## [What is needed]
Reproduce the lines of the items verbatim, starting at the line that contains "forearm accordingly, writing one line per instance." and ending at the end of the items.

>>

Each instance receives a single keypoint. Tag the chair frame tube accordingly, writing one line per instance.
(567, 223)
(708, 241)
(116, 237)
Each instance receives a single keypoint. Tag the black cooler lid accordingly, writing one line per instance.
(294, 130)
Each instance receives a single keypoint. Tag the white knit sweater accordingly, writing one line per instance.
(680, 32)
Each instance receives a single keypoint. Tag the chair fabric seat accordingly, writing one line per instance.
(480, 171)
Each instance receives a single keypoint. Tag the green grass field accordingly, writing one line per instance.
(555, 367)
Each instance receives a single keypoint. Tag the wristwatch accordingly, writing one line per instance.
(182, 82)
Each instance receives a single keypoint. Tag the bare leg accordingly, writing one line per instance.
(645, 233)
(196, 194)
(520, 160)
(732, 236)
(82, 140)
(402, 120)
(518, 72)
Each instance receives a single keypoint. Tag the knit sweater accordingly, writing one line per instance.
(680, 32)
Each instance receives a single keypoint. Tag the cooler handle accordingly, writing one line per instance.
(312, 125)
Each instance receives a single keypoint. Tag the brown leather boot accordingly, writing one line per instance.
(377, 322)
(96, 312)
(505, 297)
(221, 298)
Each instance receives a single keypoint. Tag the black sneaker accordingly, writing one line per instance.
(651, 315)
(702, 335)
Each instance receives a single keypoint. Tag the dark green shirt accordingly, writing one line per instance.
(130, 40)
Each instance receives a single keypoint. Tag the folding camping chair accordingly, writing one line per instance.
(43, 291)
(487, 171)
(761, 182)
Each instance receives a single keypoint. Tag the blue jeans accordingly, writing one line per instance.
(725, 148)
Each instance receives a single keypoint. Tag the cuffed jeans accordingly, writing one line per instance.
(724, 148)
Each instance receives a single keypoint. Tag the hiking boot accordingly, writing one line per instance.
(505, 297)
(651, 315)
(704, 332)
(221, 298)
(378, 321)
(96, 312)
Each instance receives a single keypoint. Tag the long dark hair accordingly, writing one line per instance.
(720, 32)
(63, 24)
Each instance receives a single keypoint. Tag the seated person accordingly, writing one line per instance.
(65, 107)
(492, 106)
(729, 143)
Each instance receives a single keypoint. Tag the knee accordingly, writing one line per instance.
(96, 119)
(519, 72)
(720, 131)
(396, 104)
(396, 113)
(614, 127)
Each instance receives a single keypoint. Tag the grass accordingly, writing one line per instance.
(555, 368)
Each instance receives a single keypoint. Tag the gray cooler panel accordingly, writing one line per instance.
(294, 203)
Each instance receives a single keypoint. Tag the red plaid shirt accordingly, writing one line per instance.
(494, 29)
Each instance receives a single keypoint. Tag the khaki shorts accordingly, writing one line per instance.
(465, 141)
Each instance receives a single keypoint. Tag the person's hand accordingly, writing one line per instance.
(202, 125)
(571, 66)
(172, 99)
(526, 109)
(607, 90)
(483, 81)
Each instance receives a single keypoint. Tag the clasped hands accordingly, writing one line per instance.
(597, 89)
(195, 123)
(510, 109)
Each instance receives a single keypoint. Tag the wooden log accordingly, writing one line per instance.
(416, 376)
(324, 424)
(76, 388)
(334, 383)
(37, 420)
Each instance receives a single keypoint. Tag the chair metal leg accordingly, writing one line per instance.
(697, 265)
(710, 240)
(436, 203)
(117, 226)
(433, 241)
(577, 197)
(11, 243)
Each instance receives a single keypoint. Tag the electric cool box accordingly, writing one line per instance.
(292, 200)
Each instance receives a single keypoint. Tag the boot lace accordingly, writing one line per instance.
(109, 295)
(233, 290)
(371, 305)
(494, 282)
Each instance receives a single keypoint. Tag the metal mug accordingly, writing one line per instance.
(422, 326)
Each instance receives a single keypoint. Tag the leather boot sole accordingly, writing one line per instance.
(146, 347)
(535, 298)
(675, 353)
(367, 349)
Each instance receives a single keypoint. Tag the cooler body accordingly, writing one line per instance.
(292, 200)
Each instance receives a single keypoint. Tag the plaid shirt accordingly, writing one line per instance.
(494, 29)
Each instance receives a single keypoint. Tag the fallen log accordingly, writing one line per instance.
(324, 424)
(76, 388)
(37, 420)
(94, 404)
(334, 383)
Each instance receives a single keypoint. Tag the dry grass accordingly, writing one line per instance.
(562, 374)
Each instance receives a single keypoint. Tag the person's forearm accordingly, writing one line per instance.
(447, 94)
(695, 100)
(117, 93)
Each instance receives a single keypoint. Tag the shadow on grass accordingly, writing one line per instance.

<<

## [Response below]
Each instance receives a single keypoint. Tag the person's forearm accordingly, writing one line per instance.
(447, 94)
(695, 100)
(117, 93)
Each instance receives a single keypoint. Tag the shadow on grass accordingly, writing one line per instance.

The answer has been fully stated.